**Exercise aim**
Retype the full set of records. Keep every character identical.

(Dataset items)

* * *

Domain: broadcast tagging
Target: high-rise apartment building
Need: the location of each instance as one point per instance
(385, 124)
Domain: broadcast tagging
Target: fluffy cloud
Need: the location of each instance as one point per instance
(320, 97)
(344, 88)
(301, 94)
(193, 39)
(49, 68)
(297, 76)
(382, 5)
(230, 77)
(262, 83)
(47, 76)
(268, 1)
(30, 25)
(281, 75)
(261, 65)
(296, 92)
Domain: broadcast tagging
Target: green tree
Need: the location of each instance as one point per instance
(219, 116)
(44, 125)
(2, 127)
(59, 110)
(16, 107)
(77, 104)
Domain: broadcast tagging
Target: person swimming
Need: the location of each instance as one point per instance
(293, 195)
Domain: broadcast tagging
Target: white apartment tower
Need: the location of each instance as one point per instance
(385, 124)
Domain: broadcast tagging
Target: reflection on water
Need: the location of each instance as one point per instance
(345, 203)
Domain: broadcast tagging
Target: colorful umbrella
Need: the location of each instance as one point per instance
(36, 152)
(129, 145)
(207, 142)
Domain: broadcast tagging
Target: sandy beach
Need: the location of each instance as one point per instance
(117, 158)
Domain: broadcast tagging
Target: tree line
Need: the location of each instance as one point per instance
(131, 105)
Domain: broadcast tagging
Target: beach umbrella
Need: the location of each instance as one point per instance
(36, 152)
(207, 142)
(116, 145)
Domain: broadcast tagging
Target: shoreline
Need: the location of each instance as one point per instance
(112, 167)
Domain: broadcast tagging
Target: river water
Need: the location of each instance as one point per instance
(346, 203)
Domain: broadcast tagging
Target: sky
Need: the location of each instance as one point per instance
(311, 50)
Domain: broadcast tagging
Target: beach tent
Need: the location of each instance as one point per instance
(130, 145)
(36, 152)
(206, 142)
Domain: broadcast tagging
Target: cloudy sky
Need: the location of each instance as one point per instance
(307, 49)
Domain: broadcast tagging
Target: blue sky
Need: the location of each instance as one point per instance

* * *

**Result of the exercise**
Domain: broadcast tagging
Target: high-rise apartment building
Need: the location of each instance as one point per instance
(385, 124)
Domain: broadcast tagging
Target: fluffy cloud
Need: the location of each instance as one point per instance
(320, 97)
(344, 88)
(301, 94)
(193, 39)
(49, 68)
(297, 76)
(382, 5)
(230, 77)
(262, 83)
(47, 76)
(268, 1)
(30, 25)
(281, 75)
(261, 65)
(296, 92)
Domain: broadcast tagging
Target: green tree
Need: the location of each instance as one point per instance
(219, 116)
(44, 125)
(2, 127)
(59, 110)
(16, 107)
(77, 104)
Domain: broadcast tagging
Target: person swimming
Need: the location of each instance as one point per instance
(293, 195)
Domain: broadcast tagging
Target: white apartment tower
Need: the location of each instance as one point per instance
(385, 124)
Domain: broadcast tagging
Target: reflection on water
Need: the location of each instance as one point per instance
(345, 203)
Domain: broadcast tagging
Target: colorful umbrella
Need: the location of each instance as one point per instance
(36, 152)
(129, 145)
(207, 142)
Domain: broadcast tagging
Target: sandy beach
Need: the location of each instance as one point per instance
(117, 158)
Domain: broadcast tagging
Target: tree line
Need: the location of each instance as one point per instance
(131, 105)
Domain: broadcast tagging
Target: beach umbrella
Need: the location of each instance as one point per instance
(36, 152)
(207, 142)
(116, 145)
Domain: broadcast tagging
Target: shoreline
Need: the location of each instance as one point per instance
(112, 167)
Domain: broadcast tagging
Target: river water
Need: the location of each instance as one point per instance
(346, 203)
Domain: broadcast tagging
Target: sky
Need: the location of each instance as one point per instance
(311, 50)
Domain: broadcast tagging
Target: beach tent
Need: the location of each instance as one point per instance
(130, 145)
(36, 152)
(206, 142)
Domain: broadcast tagging
Target: cloudy sky
Need: the location of each instance as one point per instance
(307, 49)
Domain: broadcast tagging
Target: blue sky
Need: the location of each instance as one point per instance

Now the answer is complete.